- Extracted information -
START

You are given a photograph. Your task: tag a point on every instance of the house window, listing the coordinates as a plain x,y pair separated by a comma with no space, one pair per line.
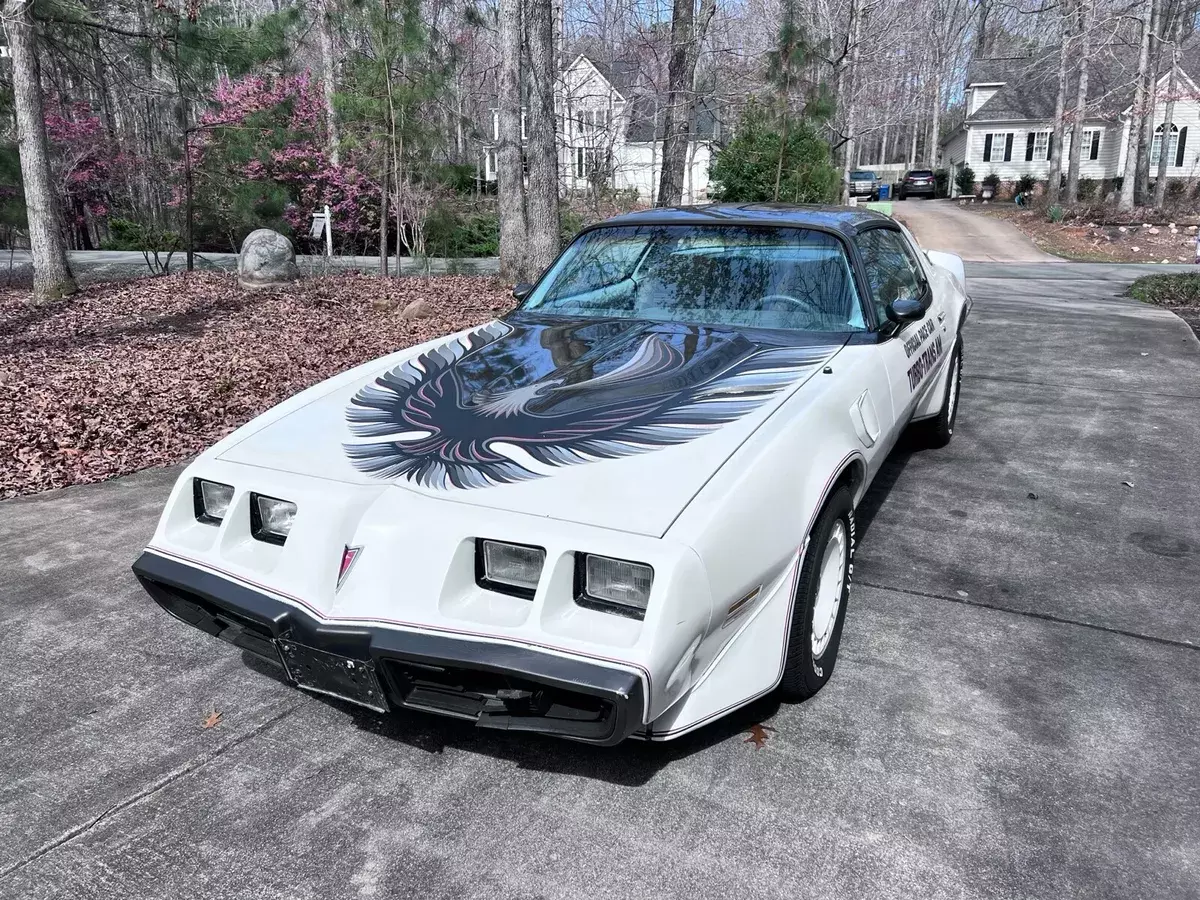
997,147
1042,145
1173,145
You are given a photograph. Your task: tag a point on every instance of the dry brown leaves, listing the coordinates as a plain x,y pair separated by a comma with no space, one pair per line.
759,736
149,372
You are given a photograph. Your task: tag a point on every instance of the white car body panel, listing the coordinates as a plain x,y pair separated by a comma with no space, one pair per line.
721,517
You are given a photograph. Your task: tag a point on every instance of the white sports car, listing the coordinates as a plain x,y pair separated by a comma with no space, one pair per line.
622,510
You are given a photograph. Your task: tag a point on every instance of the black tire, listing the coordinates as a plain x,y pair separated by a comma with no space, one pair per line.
805,672
940,430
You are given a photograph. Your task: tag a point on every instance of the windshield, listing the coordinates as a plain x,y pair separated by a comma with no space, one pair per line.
724,275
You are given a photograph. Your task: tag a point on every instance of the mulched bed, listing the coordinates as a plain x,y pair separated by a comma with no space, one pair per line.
126,376
1089,238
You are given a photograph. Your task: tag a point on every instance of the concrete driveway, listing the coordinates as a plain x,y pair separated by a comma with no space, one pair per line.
1015,713
946,225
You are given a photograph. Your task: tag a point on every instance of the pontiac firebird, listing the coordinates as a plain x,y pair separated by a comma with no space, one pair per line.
624,509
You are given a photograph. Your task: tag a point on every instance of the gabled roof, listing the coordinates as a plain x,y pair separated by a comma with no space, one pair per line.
1031,85
646,121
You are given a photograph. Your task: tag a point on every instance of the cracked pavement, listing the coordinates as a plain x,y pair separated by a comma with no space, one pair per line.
1015,711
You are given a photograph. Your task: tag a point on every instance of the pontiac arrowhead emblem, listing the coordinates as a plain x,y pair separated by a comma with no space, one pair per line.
349,556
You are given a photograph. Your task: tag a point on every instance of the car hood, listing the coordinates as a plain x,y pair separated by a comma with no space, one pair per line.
615,423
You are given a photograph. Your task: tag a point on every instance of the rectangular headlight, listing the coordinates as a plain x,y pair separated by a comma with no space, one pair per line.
270,519
211,501
618,582
509,568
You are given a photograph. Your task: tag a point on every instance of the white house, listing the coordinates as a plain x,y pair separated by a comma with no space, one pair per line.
1009,123
610,132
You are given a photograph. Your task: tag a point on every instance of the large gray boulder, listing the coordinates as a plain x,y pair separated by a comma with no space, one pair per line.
268,259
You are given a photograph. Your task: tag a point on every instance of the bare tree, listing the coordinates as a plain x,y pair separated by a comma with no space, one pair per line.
1137,114
509,166
1164,147
1054,186
328,76
541,202
1080,117
687,36
52,271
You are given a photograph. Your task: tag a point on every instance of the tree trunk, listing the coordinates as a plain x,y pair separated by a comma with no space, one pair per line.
509,172
52,271
541,203
1054,183
1077,130
687,35
328,77
1168,114
1141,187
1137,114
847,95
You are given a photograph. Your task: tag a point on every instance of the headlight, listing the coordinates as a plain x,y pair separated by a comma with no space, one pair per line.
211,501
508,568
270,519
617,582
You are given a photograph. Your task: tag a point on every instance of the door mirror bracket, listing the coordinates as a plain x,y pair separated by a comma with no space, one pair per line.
905,310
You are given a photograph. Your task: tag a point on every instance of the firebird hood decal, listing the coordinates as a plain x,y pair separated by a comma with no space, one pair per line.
514,400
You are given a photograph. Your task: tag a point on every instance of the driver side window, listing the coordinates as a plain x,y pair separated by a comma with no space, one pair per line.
891,269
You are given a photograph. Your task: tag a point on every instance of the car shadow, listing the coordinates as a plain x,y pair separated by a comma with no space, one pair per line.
630,765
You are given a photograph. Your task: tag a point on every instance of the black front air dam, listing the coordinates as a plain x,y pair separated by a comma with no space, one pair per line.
495,685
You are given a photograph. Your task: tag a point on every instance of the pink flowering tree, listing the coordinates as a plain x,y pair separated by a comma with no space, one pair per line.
259,157
88,167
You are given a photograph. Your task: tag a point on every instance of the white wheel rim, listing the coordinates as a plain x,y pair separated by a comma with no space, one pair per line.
954,394
829,587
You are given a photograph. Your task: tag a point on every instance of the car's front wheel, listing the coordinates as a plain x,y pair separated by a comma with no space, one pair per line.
822,592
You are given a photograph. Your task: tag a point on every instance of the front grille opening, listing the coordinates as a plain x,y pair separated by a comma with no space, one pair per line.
202,613
496,700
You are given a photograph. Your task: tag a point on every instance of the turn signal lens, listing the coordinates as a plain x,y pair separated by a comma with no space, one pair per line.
618,581
270,519
211,501
509,568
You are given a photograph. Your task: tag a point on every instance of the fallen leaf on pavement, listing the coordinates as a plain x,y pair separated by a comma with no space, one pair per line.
757,736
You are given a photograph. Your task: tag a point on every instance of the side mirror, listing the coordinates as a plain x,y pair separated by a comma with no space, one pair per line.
905,310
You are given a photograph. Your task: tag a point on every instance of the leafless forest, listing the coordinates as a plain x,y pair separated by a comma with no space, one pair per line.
384,109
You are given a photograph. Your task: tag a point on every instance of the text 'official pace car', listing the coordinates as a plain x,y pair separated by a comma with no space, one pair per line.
622,510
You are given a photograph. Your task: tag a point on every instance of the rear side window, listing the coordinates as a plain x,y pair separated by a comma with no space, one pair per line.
892,270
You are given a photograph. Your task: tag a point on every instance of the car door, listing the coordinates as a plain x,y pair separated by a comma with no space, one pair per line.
912,351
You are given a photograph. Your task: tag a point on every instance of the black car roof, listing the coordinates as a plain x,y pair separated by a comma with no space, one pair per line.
847,220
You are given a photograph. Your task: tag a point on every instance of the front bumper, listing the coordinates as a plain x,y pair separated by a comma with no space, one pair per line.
495,685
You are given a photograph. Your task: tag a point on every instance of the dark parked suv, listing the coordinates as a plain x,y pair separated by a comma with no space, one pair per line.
918,183
864,184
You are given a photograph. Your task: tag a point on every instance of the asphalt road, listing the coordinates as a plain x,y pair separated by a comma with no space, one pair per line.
1015,712
957,228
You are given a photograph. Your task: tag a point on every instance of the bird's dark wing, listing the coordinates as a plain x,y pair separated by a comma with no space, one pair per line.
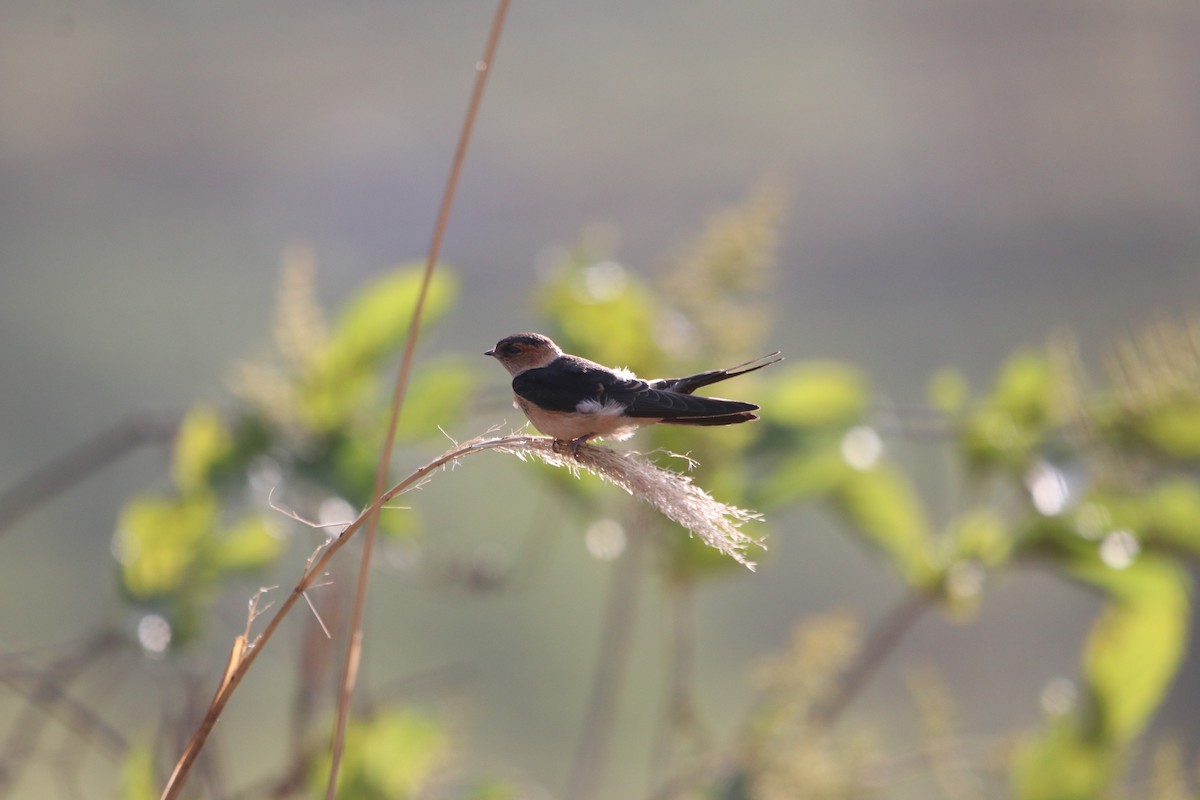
567,382
691,383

END

- Short problem -
Could you rewrite the lines above as a Markdown table, covering only the stretch from the line that contains "of the rear" through the end of the records? Use the columns Row and Line, leave out blank lines and pictures, and number the rows in order.

- Output of the exercise -
| Row | Line |
|---|---|
| 1 | You are given a photograph. Your task: tag a point on every instance of the rear side window, listing the coordinates as a plain x,y pair separated by a comma with no space, one pair per line. |
| 2 | 892,270 |
| 3 | You are given a photograph. Your task: tag a point on every instance of the car door, listing the coordinates as a plain x,y pair separated by a comma with no space, one pair per line. |
| 4 | 912,351 |
| 5 | You are given a photograph. Your task: tag a point on every instance of the black car roof, listing the coordinates as a plain x,y pair separated by a comma with no space, one pair per line. |
| 6 | 847,220 |
| 7 | You are given a photograph. Your task: tag a point on every instance of the front bumper, listing the coordinates as a plain x,y pair separated by a comma with no space, one pair per line. |
| 8 | 495,685 |
| 9 | You are given a photograph. Your task: tag a point on every instance of the dark parked suv, listing the coordinates as a plain x,y pair separated by a comma with no space, one pair per line. |
| 10 | 918,183 |
| 11 | 864,184 |
| 12 | You are given a photograph. Your task: tag a point on every instance of the asphalt road, listing the coordinates as a plain x,y pair separated by a comma with no space, one pair per line. |
| 13 | 1015,712 |
| 14 | 957,228 |
| 15 | You are given a photograph. Your task: tag a point on every instance of the bird's dark wing, listing the coordinates as a plain x,y pair separated by a comma with no space, one pair per line. |
| 16 | 567,382 |
| 17 | 691,383 |